Acropyga acutiventris is an ant in the subfamily Formicinae. It lives underground in tropical regions and forms a mutualistic association with the mealybug, Xenococcus annandalei.

==Description==
This ant has the small eyes, compact body and yellowish-brown colouration typical of many ants that live underground. It can be separated from other Formicine ants found in Australia by the fact that the antennae have eleven segments, the eyes are multifaceted and clearly defined, and the first and second funicular segments are the same size.

==Distribution==
This ant is found in rainforests in tropical regions of India, Hong Kong, Malaysia, Sarawak, Singapore, Vietnam, Papua New Guinea and parts of the Northern Territory and Queensland in Australia. In Australia it is not usually found above 300 metres and occupies a similar range to the weaver ant, Oecophylla smaragdina.
§ §
- Assigned task 1
Write out the stretch of the Acropyga acutiventris article from "Acropyga acutiventris is" through "ant, Oecophylla smaragdina.".
- Assigned task 2
According to the Acropyga acutiventris article, which mealybug does this ant form a mutualistic association with?
- Assigned task 3
Extend the Acropyga acutiventris article with new text that picks up after its final sentence.

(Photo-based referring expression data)
§ §
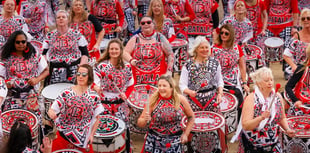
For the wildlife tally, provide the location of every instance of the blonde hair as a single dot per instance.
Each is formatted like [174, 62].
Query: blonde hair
[72, 14]
[175, 95]
[197, 42]
[258, 75]
[304, 11]
[159, 21]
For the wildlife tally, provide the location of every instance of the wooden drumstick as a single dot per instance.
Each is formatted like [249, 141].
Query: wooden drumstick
[278, 85]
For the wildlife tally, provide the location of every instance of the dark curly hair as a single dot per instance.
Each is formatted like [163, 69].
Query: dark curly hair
[9, 46]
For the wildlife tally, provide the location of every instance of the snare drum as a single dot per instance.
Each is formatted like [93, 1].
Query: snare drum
[179, 47]
[50, 93]
[37, 45]
[208, 132]
[67, 151]
[110, 135]
[274, 49]
[301, 142]
[137, 98]
[9, 118]
[228, 107]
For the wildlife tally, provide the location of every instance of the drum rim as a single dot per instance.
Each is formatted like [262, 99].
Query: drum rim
[62, 150]
[35, 128]
[121, 131]
[131, 103]
[205, 130]
[44, 91]
[297, 135]
[269, 38]
[235, 105]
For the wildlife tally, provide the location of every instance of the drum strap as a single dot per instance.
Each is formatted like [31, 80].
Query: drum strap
[179, 133]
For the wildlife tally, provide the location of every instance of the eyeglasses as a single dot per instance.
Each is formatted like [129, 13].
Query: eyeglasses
[226, 33]
[18, 42]
[304, 18]
[84, 74]
[145, 22]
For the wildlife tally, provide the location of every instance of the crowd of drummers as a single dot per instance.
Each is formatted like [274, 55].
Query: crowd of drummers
[84, 75]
§ §
- Final answer 1
Acropyga acutiventris is an ant in the subfamily Formicinae. It lives underground in tropical regions and forms a mutualistic association with the mealybug, Xenococcus annandalei.

==Description==
This ant has the small eyes, compact body and yellowish-brown colouration typical of many ants that live underground. It can be separated from other Formicine ants found in Australia by the fact that the antennae have eleven segments, the eyes are multifaceted and clearly defined, and the first and second funicular segments are the same size.

==Distribution==
This ant is found in rainforests in tropical regions of India, Hong Kong, Malaysia, Sarawak, Singapore, Vietnam, Papua New Guinea and parts of the Northern Territory and Queensland in Australia. In Australia it is not usually found above 300 metres and occupies a similar range to the weaver ant, Oecophylla smaragdina.

- Final answer 2
Xenococcus annandalei

- Final answer 3
==Biology==
This ant lives in association with the mealybug, Xenococcus annandalei in its underground nest. The mealybug is a subterranean species and sucks sap from the rootlets of certain trees, particularly species of Ficus and the coconut palm. It exudes drops of honeydew which form part of the diet of the ant. Worker ants tend the mealybugs and stimulate the production of honeydew by stroking their abdomens. If the ant colony is disturbed and the ants are forced to disperse, each takes a female mealybug to the new nest site, carrying it in her mandibles. When the soil is warm and damp, the ants and mealybugs remain just below the surface, but during cold, dry weather they descend to greater depths. This mutualistic arrangement seems to occur throughout the range of the ant.

Xenococcus annandalei has not been found anywhere except in association with A. acutiventris in its nest, and while being transported by the queen who carries a female mealybug on her nuptial flight. The colony she founds is thus provided with the food supply it needs to prosper. No other means of dispersal is known for this mealybug.